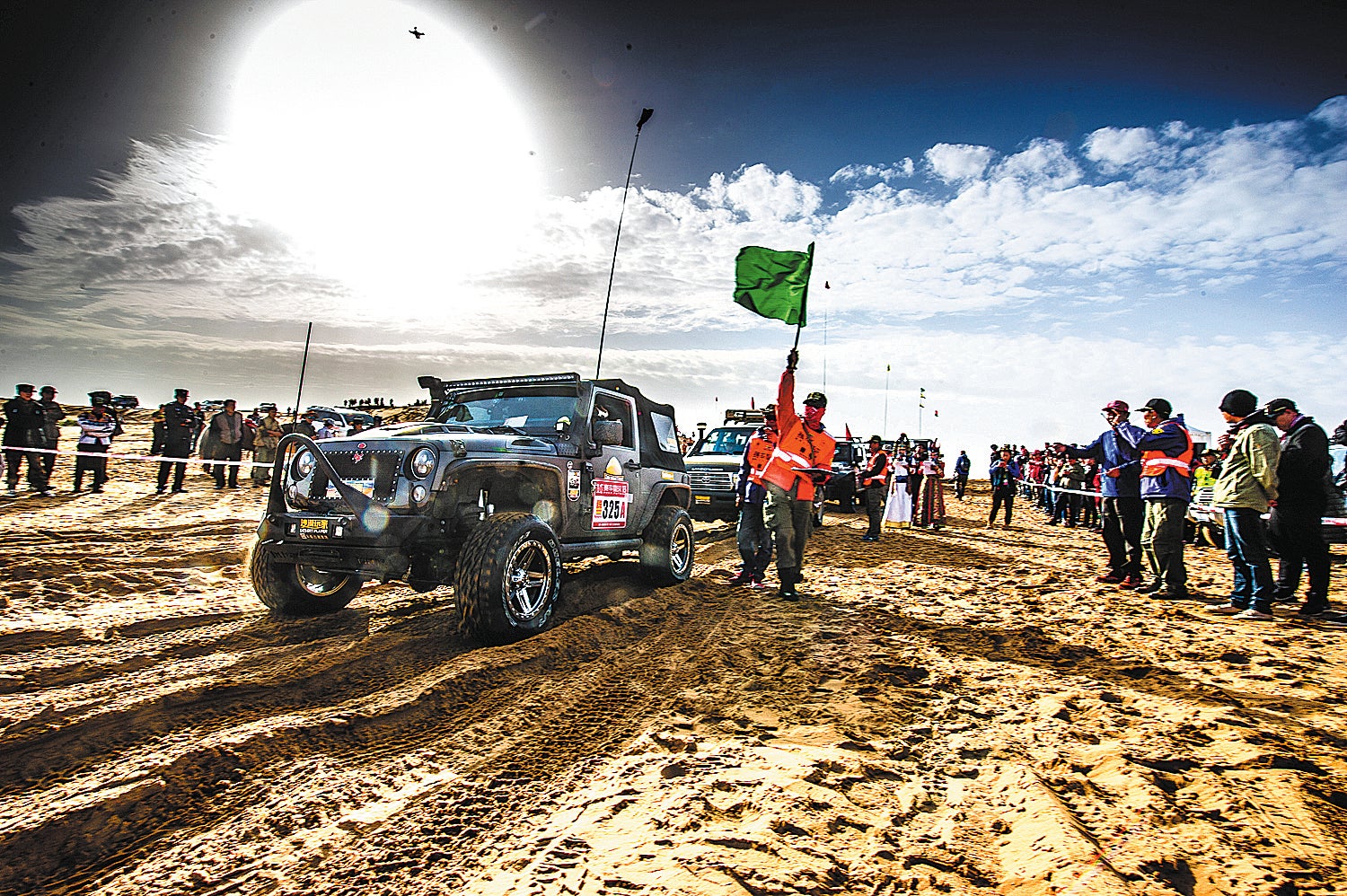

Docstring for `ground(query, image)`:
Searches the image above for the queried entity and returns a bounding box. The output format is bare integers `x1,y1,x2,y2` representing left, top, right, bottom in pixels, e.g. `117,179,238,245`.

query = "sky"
0,0,1347,460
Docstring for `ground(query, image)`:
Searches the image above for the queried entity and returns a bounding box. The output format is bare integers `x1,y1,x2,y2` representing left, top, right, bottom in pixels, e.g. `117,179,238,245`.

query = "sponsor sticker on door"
590,479,632,530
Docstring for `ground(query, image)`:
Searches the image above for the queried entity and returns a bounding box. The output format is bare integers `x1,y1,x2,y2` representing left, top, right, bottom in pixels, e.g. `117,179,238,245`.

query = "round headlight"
412,447,436,479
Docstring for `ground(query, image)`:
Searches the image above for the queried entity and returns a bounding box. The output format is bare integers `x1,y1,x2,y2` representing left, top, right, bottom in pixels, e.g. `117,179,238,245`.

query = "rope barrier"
4,444,272,468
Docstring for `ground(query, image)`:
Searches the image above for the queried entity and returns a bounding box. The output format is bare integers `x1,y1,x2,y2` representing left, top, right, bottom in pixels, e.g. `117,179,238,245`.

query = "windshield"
691,427,753,454
436,390,576,435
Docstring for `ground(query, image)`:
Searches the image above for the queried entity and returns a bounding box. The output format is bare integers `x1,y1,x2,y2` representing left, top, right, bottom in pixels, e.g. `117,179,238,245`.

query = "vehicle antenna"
594,110,655,380
290,321,314,430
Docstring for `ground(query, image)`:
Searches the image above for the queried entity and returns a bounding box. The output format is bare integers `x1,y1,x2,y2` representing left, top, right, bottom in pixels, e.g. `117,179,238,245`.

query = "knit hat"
1263,399,1299,417
1141,399,1175,417
1219,390,1258,417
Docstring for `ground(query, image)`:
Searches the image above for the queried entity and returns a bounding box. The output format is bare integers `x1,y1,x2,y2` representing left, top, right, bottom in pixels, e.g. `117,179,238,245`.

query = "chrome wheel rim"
295,563,350,597
506,539,557,622
670,522,692,576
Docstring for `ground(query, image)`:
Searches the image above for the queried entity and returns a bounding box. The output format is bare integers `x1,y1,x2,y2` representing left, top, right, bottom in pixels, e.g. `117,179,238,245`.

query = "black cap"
1219,390,1258,417
1263,399,1300,417
1141,399,1175,417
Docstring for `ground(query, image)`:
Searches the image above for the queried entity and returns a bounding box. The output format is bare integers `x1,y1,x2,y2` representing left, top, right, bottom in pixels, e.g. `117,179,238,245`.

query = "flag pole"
594,110,655,380
791,242,814,352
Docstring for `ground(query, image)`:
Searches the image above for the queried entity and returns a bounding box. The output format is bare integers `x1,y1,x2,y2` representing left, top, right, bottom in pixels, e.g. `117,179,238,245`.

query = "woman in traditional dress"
918,457,945,530
884,452,912,530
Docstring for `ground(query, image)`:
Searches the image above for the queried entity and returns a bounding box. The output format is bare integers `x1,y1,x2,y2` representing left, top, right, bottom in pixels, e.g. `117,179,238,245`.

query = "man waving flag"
735,242,814,328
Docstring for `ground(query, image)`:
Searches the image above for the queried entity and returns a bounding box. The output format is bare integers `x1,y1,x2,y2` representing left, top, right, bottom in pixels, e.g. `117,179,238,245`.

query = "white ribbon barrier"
1016,479,1104,497
4,444,272,466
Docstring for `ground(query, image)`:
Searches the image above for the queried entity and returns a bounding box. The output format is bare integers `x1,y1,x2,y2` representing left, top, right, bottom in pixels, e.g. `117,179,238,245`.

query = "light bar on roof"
444,373,581,392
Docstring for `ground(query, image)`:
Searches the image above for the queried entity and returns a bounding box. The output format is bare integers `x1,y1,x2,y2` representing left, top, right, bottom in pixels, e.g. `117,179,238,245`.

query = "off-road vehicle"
250,373,694,641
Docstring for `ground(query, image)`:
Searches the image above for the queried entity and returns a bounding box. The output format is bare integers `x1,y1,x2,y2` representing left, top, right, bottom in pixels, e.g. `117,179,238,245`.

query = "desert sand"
0,423,1347,896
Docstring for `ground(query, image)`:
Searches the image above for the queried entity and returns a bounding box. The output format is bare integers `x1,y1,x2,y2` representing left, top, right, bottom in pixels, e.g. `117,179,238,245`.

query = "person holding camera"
1207,390,1281,622
1055,399,1145,589
988,447,1020,528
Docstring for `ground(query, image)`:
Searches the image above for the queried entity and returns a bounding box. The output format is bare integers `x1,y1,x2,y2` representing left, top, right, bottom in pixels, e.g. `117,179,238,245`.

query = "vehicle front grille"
309,450,403,500
687,468,735,492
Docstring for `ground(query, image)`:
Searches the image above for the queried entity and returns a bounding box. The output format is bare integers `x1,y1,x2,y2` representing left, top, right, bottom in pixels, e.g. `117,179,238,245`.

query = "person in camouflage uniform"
252,408,286,485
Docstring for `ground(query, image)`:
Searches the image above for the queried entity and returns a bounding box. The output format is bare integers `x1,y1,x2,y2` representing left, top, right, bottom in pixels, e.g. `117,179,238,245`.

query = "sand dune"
0,420,1347,896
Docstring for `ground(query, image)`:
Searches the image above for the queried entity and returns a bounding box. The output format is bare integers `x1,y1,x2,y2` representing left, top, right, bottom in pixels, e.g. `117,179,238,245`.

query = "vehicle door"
585,388,643,536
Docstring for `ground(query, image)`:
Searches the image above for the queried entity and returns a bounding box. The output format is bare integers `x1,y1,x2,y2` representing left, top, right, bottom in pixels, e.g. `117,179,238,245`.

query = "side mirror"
594,420,622,444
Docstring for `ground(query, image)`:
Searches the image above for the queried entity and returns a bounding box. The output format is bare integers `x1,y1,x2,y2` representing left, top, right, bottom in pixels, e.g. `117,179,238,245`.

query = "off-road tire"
454,512,562,644
248,544,361,616
1199,523,1226,551
640,504,697,586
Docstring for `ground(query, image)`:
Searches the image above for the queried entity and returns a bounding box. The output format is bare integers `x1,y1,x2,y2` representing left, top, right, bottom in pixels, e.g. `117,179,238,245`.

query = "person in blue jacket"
988,447,1020,528
1112,399,1193,598
954,452,973,501
1055,400,1145,587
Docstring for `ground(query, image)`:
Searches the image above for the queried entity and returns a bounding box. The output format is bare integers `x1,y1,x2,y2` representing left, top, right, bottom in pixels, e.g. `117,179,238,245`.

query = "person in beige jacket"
1210,390,1281,622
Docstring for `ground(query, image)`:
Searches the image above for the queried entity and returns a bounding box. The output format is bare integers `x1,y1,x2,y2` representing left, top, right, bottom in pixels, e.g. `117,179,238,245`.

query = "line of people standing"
1055,390,1334,621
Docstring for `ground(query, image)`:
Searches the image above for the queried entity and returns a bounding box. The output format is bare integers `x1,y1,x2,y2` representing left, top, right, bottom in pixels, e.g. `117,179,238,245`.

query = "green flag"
735,242,814,326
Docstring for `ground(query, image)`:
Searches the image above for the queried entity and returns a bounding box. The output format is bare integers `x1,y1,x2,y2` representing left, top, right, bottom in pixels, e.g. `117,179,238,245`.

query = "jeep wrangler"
250,373,695,643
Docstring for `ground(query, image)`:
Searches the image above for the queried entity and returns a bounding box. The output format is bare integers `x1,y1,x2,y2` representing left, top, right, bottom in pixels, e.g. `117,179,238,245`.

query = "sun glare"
217,0,541,309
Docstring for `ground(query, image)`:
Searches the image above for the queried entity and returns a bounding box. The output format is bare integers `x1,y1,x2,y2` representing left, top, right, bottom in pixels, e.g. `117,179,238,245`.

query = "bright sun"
217,0,541,304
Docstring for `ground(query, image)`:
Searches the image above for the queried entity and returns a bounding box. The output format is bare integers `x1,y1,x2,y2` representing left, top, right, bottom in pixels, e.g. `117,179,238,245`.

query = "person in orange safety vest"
760,349,837,601
730,404,776,587
861,435,889,541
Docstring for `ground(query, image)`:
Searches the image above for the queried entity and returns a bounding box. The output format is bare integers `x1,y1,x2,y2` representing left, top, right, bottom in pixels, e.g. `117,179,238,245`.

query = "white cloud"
0,101,1347,447
1083,128,1156,171
1309,97,1347,131
926,143,997,183
829,159,918,183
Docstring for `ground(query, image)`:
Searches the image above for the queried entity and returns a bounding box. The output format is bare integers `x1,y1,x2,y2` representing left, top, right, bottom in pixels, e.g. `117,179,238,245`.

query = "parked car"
823,439,867,514
683,423,759,523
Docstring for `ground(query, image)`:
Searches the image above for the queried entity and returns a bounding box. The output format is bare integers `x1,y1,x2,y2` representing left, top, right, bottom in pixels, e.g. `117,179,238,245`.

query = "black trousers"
158,442,191,492
4,446,48,492
988,487,1015,525
1268,504,1330,608
865,485,889,535
1104,497,1145,578
75,444,108,492
216,444,244,489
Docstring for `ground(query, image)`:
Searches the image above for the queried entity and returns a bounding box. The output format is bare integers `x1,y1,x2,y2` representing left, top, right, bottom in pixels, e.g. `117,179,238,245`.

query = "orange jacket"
861,450,889,488
762,371,837,501
744,427,778,485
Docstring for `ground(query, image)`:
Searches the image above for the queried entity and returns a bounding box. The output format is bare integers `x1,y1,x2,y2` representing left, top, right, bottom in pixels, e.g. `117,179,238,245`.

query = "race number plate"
590,479,632,530
298,520,331,538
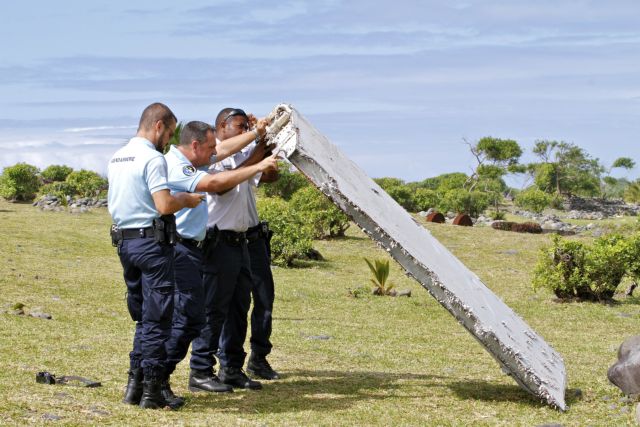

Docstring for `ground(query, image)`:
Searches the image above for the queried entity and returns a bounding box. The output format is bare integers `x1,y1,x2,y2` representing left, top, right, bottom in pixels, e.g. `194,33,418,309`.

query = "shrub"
0,163,41,201
364,258,393,295
260,162,310,200
491,221,542,234
438,188,489,217
257,197,313,266
413,188,440,211
38,181,76,200
290,186,349,239
383,185,416,212
511,222,542,234
65,169,107,197
515,187,552,213
533,235,630,301
40,165,73,182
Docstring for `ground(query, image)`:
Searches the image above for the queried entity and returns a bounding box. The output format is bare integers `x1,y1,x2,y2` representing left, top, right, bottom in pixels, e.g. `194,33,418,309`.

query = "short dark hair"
216,107,249,129
138,102,178,131
180,120,214,145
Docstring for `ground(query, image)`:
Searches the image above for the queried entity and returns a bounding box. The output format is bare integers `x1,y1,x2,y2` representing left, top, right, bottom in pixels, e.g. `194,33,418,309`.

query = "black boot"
247,353,280,380
140,374,169,409
122,368,142,405
220,366,262,390
189,369,233,393
161,379,184,409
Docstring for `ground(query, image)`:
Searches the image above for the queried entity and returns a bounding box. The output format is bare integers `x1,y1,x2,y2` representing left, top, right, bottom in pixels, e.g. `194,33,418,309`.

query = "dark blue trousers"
119,238,174,376
166,242,205,375
191,238,252,370
249,233,275,356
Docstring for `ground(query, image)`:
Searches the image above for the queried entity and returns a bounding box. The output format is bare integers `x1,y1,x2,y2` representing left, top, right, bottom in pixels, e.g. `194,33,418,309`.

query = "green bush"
383,185,416,212
290,186,349,239
514,187,552,213
40,165,73,182
438,188,489,217
413,188,440,211
260,162,310,200
38,181,76,200
65,169,107,197
0,163,41,201
533,235,637,301
257,197,313,266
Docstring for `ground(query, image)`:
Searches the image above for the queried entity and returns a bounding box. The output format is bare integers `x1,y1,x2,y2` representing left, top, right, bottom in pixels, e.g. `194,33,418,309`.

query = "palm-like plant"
364,258,393,295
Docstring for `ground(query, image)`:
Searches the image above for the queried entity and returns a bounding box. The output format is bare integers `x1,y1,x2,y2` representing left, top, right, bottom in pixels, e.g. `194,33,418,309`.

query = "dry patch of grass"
0,202,640,426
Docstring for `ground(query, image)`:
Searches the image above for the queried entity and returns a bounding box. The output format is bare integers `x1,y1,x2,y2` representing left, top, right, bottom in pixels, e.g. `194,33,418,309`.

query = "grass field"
0,201,640,426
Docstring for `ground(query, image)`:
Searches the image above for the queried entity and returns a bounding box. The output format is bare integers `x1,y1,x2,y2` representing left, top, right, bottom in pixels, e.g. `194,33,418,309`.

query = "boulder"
453,214,473,227
425,211,444,224
607,335,640,396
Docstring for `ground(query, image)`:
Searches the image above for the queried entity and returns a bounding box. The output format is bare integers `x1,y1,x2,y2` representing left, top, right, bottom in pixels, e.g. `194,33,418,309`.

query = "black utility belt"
178,236,204,249
111,215,178,246
247,221,270,242
111,227,155,240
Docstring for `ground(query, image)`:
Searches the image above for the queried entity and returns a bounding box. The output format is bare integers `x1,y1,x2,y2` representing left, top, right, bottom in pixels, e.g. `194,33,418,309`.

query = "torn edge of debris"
270,104,566,411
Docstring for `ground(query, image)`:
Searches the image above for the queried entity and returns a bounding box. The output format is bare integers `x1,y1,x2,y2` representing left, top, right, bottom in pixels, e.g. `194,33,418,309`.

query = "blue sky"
0,0,640,186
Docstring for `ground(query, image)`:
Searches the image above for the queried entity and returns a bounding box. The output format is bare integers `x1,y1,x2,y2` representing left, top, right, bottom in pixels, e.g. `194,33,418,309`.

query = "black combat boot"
189,369,233,393
220,366,262,390
140,373,169,409
122,368,142,405
247,353,280,380
161,378,184,409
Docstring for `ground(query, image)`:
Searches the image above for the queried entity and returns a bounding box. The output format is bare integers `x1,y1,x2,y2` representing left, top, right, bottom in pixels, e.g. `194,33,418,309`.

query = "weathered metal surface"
271,105,566,410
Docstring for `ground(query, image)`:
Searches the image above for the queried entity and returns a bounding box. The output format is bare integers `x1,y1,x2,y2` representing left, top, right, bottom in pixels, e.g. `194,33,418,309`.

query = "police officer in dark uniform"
108,103,203,409
163,120,277,406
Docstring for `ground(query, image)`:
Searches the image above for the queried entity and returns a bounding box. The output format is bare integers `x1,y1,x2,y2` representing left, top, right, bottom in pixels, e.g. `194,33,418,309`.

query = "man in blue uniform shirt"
108,103,202,409
163,120,277,406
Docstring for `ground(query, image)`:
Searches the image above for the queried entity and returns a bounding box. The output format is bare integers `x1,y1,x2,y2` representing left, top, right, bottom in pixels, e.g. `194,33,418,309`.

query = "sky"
0,0,640,186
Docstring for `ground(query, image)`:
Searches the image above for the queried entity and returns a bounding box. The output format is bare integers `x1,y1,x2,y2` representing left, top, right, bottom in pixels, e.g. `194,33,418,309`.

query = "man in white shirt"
191,109,274,389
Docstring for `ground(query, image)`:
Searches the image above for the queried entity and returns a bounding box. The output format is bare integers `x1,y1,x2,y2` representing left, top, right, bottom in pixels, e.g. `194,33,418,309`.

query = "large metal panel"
271,105,566,410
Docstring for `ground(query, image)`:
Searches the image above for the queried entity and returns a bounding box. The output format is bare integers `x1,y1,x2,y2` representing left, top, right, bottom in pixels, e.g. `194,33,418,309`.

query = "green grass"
0,202,640,426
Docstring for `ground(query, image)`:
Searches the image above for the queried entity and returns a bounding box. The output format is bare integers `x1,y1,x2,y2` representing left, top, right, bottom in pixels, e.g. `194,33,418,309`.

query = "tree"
528,140,604,196
260,161,309,200
65,169,107,197
40,165,73,182
0,163,41,201
600,157,636,198
417,172,469,192
465,136,524,216
624,180,640,203
164,122,183,154
290,186,349,239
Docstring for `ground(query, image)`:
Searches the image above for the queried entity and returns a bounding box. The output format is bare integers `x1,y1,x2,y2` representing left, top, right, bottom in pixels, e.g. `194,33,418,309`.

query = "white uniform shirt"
107,137,169,228
164,145,207,241
207,141,262,231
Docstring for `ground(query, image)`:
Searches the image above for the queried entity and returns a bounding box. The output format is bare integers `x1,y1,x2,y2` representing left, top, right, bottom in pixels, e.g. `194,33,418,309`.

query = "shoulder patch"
182,165,196,176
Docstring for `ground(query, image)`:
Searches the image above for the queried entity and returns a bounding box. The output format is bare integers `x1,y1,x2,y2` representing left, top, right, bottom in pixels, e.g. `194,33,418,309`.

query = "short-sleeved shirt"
207,141,262,231
164,145,207,241
107,137,169,228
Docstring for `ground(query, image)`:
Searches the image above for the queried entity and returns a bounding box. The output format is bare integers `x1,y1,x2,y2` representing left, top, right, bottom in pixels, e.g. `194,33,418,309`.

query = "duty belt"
219,230,247,246
247,224,264,243
114,227,154,240
178,236,204,249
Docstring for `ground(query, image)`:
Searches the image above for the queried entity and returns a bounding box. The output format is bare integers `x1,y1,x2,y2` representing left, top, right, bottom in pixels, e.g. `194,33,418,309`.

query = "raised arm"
196,155,278,193
216,119,268,162
151,190,204,215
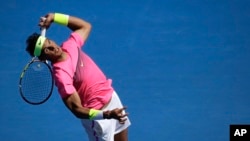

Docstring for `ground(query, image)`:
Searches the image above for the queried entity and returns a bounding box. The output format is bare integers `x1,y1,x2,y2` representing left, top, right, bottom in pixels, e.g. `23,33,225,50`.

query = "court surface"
0,0,250,141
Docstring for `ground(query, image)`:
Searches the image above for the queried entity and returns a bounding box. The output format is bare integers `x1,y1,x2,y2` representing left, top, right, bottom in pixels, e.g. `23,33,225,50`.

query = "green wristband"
89,109,103,120
54,13,69,26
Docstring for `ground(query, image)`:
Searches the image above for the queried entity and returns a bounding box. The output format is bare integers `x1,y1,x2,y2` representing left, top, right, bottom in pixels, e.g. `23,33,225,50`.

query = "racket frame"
19,57,54,105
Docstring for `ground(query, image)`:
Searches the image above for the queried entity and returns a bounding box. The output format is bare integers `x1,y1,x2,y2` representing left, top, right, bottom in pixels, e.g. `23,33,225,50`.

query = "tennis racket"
19,24,54,105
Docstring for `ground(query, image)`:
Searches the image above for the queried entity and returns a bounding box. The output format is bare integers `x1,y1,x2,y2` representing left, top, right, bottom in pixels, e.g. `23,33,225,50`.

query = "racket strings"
22,62,53,103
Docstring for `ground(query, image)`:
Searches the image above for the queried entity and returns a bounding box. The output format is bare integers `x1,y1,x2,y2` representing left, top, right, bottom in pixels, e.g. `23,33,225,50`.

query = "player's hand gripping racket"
19,18,54,105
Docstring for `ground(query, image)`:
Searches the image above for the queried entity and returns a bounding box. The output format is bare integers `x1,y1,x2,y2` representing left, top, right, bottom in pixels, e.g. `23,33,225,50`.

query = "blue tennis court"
0,0,250,141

• • • • • • •

Which lines in the material above contain the string "uniform"? Pull out every one of them in full, treating uppercase and lowercase letters as different.

> [ANSWER TO THE EXERCISE]:
query = "person in camouflage uniform"
query = "police officer in dark uniform"
query = "man in blue uniform shirt"
query = "white uniform shirt"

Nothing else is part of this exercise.